### Text

◆ ◆ ◆ ◆

Going into this analysis, I predicted slightly more volatility in Apple App Store rankings, based on two statistics:
- Android apps receive significantly more ratings than iOS apps, and thus I assumed the weight of each marginal rating impacted rankings less in Google Play than in the App Store
- Google Play does not record an average rating exclusive to the current version of an app, meaning ratings are not reset after each update; and thus, I assumed the less volatile Android ratings equated to less volatile Google Play rankings
Both of these assumptions will be tested in later analysis.
Among these five apps, Google Play rankings were, indeed, significantly less volatile than App Store rankings. Among the 35 data points recorded, rankings within Google Play moved by as much as 23 positions/ranks per day while App Store rankings moved up to 89 positions/ranks. The standard deviation of ranking volatility in the App Store was, furthermore, 4.45 times greater than that of Google Play.
Of course, the same apps varied fairly dramatically in their rankings in the two app stores, so I then standardized the ranking volatility in terms of percent change to control for the effect of numeric rank on volatility. When cast in this light, App Store rankings changed by as much as 72% within a 24-hour period while Google Play rankings changed by no more than 9%.
Also of note, daily rankings tended to move in the same direction across the two app stores approximately two-thirds of the time, suggesting that the two stores, and their customers, may have more in common than we think.
Study #2: App store ranking volatility across the top charts
Testing the assumption implicit in standardizing the data in study No. 1, this one was designed to see if app store ranking volatility is correlated with an app’s current rank. The sample for this study consisted of the top 500 ranked apps in both Google Play and the App Store, with special attention given to those on both ends of the spectrum (ranks 1–100 and 401–500).
I anticipated rankings to be more volatile the higher an app is ranked—meaning an app ranked No. 450 should be able to move more ranks in any given day than an app ranked No. 50. This hypothesis is based on the assumption that higher ranked apps have more installs, active users, and ratings, and that it would take a large margin to produce a noticeable shift in any of these factors.
One look at the chart above shows that apps in both stores have increasingly more volatile rankings (based on how many ranks they moved in the last 24 hours) the lower on the list they’re ranked.

◆ ◆ ◆ ◆

### Task A
Output the lines of the listing below exactly, from the line containing "Each instance of the green" through the final line of the listing, and omit the pictures.

◆ ◆ ◆ ◆

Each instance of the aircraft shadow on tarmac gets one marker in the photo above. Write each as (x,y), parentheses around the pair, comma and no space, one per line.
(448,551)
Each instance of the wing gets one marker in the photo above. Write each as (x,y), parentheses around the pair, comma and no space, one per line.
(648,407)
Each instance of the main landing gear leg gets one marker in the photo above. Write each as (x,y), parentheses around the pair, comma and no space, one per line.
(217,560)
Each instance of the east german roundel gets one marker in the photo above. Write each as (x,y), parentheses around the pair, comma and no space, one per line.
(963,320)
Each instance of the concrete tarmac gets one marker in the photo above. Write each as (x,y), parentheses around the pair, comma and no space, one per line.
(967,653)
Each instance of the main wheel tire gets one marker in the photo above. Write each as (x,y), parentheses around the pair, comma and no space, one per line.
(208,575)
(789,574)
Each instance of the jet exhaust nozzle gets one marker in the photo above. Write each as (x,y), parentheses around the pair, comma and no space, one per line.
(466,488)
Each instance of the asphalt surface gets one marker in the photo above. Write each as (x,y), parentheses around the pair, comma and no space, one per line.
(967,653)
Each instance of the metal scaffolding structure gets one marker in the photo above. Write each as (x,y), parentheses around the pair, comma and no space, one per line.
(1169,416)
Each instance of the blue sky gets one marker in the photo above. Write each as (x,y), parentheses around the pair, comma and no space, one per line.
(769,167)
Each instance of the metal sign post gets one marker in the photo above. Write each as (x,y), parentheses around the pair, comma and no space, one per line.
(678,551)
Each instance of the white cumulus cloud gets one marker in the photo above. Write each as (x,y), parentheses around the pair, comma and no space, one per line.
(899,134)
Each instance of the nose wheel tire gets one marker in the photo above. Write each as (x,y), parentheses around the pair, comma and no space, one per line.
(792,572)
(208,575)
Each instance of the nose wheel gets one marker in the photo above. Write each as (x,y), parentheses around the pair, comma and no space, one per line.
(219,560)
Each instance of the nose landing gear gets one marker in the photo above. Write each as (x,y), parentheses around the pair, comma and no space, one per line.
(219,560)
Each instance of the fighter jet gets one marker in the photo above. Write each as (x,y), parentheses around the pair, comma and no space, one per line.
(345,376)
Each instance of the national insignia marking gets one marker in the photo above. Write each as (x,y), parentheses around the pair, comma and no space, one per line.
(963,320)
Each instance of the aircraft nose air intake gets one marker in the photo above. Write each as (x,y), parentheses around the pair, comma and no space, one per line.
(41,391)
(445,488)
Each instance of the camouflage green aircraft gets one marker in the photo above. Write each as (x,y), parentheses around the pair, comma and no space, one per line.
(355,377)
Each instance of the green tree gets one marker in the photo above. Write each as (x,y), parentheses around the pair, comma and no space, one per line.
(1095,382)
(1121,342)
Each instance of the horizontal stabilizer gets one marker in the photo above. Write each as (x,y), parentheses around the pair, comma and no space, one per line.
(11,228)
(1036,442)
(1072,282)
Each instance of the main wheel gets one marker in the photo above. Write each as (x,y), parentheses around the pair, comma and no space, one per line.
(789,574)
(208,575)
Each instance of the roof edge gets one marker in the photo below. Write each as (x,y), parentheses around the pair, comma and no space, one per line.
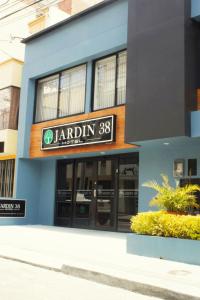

◆ ◆ ◆ ◆

### Task B
Pick up the app store ranking text where it stops and keep writing.

### Answer A
Each instance of the green tree gets one marker in the photo above. Write each as (x,y), parentheses around the pair, comma and no space, one per line.
(1095,382)
(1121,342)
Each instance of the horizontal stabilizer gets one marker in the photo above. Write each as (x,y), parentheses around the pair, comma and no space, one per line.
(11,228)
(1036,442)
(1072,282)
Each instance of the main wheel gets one marker in the photo above. Write each as (x,y), parentheses around the pair, comma and no space, one per line.
(789,574)
(208,575)
Each instance of the roof edge gets one marker in the photo below. Write each as (x,y), parentheses around the pair, comma and no space, one per line.

### Answer B
This is particularly true when comparing either end of the spectrum—with a seemingly straight volatility line among Google Play’s Top 100 apps and very few blips within the App Store’s Top 100. Compare this section to the lower end, ranks 401–)500, where both stores experience much more turbulence in their rankings. Across the gamut, I found a 24% correlation between rank and ranking volatility in the Play Store and 28% correlation in the App Store.
To put this into perspective, the average app in Google Play’s 401–)500 ranks moved 12.1 ranks in the last 24 hours while the average app in the Top 100 moved a mere 1.4 ranks. For the App Store, these numbers were 64.28 and 11.26, making slightly lower-ranked apps more than five times as volatile as the highest ranked apps. (I say slightly as these “lower-ranked” apps are still ranked higher than 99.96% of all apps.)
The relationship between rank and volatility is pretty consistent across the App Store charts, while rank has a much greater impact on volatility at the lower end of Google Play charts (ranks 1-100 have a 35% correlation) than it does at the upper end (ranks 401-500 have a 1% correlation).
Study #3: App store rankings across the stars
The next study looks at the relationship between rank and star ratings to determine any trends that set the top chart apps apart from the rest and explore any ties to app store ranking volatility.
Ranking = fn(Rating, Rating Count, Installs, Trends)
As discussed in the introduction, this study relates directly to one of the factors commonly accepted as influential to app store rankings: average rating.
Getting started, I hypothesized that higher ranks generally correspond to higher ratings, cementing the role of star ratings in the ranking algorithm.
As far as volatility goes, I did not anticipate average rating to play a role in app store ranking volatility, as I saw no reason for higher rated apps to be less volatile than lower rated apps, or vice versa. Instead, I believed volatility to be tied to rating volume (as we’ll explore in our last study).
The chart above plots the top 100 ranked apps in either store with their average rating (both historic and current, for App Store apps). If it looks a little chaotic, it’s just one indicator of the complexity of ranking algorithm in Google Play and the App Store.
If our hypothesis was correct, we’d see a downward trend in ratings. We’d expect to see the No. 1 ranked app with a significantly higher rating than the No. 100 ranked app. Yet, in neither store is this the case. Instead, we get a seemingly random plot with no obvious trends that jump off the chart.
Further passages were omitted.